[Begin Material provided]

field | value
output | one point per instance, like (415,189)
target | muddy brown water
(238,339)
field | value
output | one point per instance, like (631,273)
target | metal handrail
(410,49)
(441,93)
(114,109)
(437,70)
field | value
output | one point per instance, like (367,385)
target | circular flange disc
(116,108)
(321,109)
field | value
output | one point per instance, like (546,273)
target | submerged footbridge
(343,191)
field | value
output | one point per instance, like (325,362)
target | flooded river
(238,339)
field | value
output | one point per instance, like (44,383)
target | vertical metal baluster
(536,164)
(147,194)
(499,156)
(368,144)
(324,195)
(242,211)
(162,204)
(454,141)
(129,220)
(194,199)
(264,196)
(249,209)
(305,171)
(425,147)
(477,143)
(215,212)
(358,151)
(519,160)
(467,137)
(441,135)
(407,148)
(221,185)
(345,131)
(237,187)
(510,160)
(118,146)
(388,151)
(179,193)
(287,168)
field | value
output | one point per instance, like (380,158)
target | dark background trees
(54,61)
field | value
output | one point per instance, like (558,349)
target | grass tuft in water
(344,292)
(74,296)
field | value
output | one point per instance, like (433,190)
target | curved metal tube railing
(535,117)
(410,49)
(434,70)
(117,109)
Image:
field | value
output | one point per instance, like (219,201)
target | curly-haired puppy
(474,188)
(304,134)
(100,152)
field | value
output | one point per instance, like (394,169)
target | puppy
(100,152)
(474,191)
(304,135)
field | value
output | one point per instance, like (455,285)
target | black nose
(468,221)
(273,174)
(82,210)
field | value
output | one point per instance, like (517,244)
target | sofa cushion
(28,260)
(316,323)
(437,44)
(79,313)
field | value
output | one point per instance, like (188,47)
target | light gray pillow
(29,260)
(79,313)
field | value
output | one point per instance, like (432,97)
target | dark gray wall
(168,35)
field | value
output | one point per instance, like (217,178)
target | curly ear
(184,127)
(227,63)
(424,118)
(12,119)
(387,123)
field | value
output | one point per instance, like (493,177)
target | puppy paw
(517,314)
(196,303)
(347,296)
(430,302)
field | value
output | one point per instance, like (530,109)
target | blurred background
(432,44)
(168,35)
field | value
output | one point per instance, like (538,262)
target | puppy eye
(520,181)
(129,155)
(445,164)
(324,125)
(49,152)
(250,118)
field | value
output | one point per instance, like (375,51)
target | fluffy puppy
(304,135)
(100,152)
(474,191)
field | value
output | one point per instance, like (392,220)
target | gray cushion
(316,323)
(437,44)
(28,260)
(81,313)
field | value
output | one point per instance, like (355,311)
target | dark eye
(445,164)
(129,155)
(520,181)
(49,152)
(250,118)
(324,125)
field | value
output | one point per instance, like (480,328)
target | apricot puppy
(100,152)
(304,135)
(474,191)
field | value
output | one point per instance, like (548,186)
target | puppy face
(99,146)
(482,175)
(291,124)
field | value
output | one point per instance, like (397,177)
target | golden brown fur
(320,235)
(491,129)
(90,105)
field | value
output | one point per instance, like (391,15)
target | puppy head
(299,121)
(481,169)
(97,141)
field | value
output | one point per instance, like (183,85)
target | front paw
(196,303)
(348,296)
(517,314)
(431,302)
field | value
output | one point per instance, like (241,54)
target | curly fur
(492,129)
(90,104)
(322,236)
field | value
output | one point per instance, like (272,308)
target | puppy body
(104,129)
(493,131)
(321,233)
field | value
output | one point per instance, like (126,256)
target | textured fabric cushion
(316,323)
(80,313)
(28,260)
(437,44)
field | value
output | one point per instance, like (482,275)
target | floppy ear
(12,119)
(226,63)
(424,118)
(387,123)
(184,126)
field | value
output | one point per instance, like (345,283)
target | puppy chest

[End Material provided]

Tally the lines in the entries above that contain the word "gray", and give only the resulting number.

3